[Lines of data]
━━━━━━━━━━━━━━━━

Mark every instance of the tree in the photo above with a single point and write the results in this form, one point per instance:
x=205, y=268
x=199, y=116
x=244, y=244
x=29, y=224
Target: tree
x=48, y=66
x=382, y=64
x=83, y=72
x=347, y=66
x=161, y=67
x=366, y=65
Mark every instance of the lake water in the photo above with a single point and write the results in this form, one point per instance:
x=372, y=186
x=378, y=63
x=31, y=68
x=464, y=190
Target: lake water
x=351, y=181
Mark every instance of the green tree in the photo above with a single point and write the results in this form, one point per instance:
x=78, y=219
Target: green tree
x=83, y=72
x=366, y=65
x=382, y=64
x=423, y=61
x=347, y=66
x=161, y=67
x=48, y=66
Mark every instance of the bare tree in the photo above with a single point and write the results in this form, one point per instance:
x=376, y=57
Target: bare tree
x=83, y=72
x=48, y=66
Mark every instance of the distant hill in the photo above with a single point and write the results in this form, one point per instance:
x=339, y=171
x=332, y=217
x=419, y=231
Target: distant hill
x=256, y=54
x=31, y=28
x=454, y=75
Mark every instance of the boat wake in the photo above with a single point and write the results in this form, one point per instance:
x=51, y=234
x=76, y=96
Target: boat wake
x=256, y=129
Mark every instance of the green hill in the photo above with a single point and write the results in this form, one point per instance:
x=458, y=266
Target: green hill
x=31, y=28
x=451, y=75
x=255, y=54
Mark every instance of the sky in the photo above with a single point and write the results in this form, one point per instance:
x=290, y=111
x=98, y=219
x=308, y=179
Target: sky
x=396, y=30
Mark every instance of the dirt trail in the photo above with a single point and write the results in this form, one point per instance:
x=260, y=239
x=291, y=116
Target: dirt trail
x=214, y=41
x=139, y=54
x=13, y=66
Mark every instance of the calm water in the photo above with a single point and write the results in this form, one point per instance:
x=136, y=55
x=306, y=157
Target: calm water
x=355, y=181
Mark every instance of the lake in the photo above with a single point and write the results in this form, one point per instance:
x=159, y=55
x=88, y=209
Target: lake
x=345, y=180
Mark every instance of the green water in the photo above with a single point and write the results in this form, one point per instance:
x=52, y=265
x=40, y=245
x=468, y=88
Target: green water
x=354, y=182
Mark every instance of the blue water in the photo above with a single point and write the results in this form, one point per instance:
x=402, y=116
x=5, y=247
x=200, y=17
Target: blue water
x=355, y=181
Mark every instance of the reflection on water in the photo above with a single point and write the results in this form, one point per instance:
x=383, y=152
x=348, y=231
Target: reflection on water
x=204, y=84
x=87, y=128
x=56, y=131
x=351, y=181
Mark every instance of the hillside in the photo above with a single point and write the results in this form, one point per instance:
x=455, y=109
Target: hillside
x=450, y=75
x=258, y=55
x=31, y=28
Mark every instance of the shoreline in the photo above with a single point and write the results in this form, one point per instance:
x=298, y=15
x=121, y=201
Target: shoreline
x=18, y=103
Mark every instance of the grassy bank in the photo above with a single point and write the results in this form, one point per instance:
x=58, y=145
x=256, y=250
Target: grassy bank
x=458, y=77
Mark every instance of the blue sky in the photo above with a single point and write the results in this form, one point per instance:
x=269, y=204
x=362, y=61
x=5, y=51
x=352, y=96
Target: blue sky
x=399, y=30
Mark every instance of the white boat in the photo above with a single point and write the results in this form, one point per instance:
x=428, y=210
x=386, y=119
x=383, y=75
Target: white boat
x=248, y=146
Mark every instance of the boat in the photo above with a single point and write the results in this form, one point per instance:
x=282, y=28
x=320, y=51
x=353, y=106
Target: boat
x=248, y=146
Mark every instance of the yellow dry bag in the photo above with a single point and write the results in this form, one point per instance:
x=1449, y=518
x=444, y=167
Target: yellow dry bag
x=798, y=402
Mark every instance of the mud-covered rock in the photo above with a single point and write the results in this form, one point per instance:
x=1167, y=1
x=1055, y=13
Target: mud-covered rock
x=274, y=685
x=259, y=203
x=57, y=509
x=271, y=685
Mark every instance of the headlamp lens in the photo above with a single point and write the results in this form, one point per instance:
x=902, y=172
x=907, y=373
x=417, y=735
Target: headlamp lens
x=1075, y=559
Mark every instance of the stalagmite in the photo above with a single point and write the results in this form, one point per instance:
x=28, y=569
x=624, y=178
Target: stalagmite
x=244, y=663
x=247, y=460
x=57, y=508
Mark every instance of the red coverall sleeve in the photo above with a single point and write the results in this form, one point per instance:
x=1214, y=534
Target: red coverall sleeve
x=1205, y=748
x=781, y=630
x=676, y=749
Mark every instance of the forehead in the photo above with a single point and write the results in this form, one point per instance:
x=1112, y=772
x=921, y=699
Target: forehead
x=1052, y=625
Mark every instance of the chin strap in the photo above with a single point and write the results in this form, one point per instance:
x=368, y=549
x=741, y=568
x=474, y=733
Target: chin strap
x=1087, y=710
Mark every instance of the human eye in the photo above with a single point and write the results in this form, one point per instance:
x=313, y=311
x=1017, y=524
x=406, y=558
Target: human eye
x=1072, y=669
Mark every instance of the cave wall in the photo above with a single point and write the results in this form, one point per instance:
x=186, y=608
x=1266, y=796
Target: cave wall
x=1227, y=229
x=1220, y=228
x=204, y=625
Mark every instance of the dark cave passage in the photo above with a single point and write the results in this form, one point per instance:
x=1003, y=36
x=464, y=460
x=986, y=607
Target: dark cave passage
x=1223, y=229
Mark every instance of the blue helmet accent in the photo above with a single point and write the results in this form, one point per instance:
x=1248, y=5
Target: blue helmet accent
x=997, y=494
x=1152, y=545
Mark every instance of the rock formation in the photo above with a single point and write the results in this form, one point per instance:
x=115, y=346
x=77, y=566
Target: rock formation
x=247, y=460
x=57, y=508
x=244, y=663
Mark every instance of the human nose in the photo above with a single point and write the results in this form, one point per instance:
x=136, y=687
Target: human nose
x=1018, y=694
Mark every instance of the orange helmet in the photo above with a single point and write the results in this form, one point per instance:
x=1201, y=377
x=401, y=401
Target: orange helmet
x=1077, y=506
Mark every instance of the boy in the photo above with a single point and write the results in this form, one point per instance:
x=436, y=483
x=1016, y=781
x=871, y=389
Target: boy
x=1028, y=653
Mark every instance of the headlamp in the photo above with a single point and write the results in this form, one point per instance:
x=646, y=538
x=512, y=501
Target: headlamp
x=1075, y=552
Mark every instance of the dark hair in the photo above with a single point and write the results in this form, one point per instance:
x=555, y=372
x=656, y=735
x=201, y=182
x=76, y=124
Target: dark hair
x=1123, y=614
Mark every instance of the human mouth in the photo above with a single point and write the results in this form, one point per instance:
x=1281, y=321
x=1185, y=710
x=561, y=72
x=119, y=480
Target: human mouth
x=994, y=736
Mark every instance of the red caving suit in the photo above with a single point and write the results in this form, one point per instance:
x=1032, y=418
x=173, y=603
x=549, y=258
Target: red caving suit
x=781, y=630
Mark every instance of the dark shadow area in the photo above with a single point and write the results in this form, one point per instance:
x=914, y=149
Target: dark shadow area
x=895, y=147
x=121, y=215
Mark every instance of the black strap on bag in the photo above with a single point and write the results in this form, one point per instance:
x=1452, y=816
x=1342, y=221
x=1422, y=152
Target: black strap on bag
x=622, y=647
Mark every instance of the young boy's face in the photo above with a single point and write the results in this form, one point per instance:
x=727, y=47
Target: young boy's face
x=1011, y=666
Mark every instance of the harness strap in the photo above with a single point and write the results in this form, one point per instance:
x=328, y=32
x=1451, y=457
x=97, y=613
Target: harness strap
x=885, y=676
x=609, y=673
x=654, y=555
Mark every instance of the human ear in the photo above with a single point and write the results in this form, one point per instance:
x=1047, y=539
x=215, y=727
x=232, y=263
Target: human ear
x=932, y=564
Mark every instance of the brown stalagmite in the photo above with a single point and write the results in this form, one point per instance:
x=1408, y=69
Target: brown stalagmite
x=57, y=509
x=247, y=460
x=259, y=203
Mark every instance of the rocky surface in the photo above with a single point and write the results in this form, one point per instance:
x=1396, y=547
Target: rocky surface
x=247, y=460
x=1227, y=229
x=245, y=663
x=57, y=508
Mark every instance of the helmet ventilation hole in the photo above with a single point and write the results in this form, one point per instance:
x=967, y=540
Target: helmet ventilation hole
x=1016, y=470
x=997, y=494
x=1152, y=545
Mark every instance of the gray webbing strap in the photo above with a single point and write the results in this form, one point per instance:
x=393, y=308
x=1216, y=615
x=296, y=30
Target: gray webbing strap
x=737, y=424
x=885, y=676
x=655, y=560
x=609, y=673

━━━━━━━━━━━━━━━━

OBJECTIVE: Switch "Target" to "Label" in the data, beginning at the line that has "Mark every instance of the lake water" and stopping after the line that has "x=255, y=54". Return only those lines, with everything else unchanged.

SOLVED EXERCISE:
Mark every instance of the lake water in the photo above with a single point and write the results in this form, one point per instance:
x=372, y=186
x=378, y=63
x=31, y=68
x=464, y=190
Label: lake water
x=351, y=181
Mark every instance of the green tree in the photo above with a single point and write the results in this form, one point per instance:
x=78, y=219
Label: green tree
x=83, y=72
x=366, y=65
x=382, y=64
x=423, y=61
x=347, y=66
x=161, y=67
x=48, y=66
Mark every instance of the bare tree in the photo above with a single point and write the results in this form, one point per instance:
x=376, y=57
Label: bare tree
x=83, y=72
x=48, y=66
Mark every instance of the distant hill in the photo above with a single point and write the results in this form, one point per instance:
x=339, y=171
x=332, y=217
x=419, y=231
Label: distant hill
x=256, y=54
x=31, y=28
x=454, y=75
Mark every instance of the boat wake in the photo above with a single point and write the results in this form, one point per instance:
x=51, y=234
x=76, y=96
Label: boat wake
x=256, y=129
Mark every instance of the green hill in the photo above with a single point and write the results in this form, one point per instance:
x=458, y=266
Label: green hill
x=31, y=28
x=451, y=75
x=255, y=54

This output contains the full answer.